YOUR GOAL: Reproduce word for word everything in the motif-search instructions below from "17. Navigate to" down to "finishes very quickly.".

TEXT SEGMENT:
<<<<

16. While waiting for the seriously slow WebMOTIFs site, let's see if we can find a faster option. One is Melina II, which also invokes four different motif finders. On my test example of 54 promoters it took less than a minute to produce results. Again, you can use the default parameters (since we really don't know any better). If after submitting, you get a Japanglish prompt "Please checking your query sequences", you should look at them to see if any have just tags with no sequence. These you will need to remove.

17. Navigate to MEME, enter your e-mail address, leave the parameters at their default values, and submit; you should receive your results within a half hour. Note that this is one of the software tools also used by WebMOTIFs. Also navigate to the AlignAce site and submit your sequences there; this job finishes very quickly.

18. Register for a free account at the Match site and then log in. Paste your promoters into the text box and select the Fungi group of matrices (since S. cerevisiae is a fungus). Submit for a search against the motif profiles stored in the database. Good luck -- I didn't find anything in most of the promoters in my cluster. Be aware that the public version of this database is incomplete (even four years ago when it was released!). For the complete database you need to pay. Anyway, scroll through your results to locate just one for which a matrix was found, and click on the hyperlink to it under the label matrix identifier. Give two ways in which you can determine the number of aligned sequences from which this matrix was constructed.

>>>>

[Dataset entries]
<<<<

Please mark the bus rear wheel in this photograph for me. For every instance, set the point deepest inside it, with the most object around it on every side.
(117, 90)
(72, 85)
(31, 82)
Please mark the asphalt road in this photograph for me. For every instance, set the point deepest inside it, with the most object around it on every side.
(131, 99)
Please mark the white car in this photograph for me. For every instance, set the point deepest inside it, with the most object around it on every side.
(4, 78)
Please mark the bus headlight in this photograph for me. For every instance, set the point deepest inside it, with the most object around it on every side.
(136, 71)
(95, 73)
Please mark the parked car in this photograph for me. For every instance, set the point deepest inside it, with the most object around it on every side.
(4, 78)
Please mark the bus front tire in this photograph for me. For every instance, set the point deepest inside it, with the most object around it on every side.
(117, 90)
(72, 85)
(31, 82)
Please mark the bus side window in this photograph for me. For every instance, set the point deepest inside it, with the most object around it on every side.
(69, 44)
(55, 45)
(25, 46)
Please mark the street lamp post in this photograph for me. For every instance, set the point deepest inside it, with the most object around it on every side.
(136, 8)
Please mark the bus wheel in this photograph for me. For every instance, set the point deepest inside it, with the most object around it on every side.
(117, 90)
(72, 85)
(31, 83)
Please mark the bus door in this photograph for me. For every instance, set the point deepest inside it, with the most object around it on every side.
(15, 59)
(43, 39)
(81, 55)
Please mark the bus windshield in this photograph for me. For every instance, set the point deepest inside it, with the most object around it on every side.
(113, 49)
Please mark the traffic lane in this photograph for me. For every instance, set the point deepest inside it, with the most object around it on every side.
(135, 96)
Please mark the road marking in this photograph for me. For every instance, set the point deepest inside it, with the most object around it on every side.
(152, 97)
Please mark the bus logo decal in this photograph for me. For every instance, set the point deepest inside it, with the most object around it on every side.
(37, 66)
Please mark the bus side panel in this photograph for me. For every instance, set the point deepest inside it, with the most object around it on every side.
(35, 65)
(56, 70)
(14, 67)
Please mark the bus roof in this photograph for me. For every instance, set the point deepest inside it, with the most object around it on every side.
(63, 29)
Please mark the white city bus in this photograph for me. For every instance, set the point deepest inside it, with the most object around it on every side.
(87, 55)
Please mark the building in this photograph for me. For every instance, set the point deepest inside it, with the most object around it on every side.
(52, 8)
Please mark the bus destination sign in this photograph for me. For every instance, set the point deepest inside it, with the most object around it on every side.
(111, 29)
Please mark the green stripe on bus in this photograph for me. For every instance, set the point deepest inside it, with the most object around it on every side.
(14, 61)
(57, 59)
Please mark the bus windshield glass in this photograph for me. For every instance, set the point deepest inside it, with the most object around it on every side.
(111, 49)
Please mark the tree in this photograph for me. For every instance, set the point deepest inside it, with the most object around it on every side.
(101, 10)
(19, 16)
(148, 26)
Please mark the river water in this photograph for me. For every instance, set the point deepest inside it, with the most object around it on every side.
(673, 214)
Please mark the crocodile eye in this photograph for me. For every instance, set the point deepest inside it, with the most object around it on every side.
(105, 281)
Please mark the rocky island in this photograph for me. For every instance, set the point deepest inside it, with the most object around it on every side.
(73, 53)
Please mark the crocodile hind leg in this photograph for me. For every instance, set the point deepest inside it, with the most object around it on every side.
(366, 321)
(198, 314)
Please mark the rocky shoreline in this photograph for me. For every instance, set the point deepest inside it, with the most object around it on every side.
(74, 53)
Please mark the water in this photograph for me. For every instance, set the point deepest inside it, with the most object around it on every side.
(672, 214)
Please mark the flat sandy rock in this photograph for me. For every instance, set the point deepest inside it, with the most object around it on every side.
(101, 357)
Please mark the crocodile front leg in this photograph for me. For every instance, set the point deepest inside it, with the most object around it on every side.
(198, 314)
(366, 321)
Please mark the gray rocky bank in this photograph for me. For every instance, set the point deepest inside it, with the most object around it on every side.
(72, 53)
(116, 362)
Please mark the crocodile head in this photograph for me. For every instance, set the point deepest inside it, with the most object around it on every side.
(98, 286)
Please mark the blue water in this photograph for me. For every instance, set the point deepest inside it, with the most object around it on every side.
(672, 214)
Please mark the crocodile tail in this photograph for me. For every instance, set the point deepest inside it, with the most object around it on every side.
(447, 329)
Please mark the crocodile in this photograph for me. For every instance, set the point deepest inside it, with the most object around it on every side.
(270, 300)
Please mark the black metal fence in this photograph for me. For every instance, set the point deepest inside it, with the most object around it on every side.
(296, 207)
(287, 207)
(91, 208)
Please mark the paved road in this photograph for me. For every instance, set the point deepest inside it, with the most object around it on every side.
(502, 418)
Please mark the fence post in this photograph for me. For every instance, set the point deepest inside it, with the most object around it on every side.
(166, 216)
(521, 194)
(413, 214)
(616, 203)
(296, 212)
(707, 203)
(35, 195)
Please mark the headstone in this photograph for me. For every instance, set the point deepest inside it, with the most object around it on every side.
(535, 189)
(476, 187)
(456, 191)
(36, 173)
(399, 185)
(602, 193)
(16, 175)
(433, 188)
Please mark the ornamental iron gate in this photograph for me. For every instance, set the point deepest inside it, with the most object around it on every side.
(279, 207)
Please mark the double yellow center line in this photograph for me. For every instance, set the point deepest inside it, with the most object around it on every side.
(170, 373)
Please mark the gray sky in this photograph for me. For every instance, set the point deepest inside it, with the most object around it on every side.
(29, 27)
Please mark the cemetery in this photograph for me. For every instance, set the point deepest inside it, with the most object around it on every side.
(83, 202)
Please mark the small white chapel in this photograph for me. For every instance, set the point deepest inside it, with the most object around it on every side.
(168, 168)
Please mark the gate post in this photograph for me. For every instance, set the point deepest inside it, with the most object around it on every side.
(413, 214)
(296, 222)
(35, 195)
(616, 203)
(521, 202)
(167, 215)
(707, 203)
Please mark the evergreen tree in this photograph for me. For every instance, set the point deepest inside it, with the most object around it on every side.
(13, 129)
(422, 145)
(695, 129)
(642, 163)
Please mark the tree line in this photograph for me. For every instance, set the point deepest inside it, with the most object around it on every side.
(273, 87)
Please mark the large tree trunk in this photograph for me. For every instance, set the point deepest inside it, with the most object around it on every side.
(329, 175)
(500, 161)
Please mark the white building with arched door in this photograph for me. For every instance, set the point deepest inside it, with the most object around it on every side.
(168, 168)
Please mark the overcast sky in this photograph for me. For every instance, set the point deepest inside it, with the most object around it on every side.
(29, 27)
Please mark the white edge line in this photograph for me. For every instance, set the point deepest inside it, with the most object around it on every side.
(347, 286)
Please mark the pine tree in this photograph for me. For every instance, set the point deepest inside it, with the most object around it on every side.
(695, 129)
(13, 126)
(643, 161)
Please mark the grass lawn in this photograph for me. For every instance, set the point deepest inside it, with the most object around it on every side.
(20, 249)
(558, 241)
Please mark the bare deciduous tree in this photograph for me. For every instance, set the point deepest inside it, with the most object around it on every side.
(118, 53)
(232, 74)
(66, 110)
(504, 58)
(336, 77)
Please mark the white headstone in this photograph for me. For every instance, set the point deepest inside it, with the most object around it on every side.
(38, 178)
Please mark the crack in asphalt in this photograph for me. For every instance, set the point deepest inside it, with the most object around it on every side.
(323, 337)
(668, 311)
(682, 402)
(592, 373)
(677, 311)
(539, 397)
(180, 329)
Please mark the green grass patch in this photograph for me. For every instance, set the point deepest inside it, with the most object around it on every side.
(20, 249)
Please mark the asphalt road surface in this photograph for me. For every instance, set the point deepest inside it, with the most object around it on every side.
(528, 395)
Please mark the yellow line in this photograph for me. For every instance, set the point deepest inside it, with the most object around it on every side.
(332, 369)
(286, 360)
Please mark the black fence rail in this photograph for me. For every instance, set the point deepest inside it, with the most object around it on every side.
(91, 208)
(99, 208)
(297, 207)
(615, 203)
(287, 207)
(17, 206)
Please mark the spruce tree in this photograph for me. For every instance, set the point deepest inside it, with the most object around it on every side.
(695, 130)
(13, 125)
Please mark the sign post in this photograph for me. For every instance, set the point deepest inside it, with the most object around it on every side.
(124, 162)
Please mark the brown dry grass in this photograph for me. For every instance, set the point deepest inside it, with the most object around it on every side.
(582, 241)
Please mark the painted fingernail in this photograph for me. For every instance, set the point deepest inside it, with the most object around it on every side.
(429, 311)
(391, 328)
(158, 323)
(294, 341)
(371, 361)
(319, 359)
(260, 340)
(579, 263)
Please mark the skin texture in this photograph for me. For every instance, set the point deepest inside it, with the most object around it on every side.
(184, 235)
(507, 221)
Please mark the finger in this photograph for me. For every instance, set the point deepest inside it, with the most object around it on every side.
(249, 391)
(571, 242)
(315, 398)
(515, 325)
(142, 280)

>>>>

RESPONSE BOX:
17. Navigate to MEME, enter your e-mail address, leave the parameters at their default values, and submit; you should receive your results within a half hour. Note that this is one of the software tools also used by WebMOTIFs. Also navigate to the AlignAce site and submit your sequences there; this job finishes very quickly.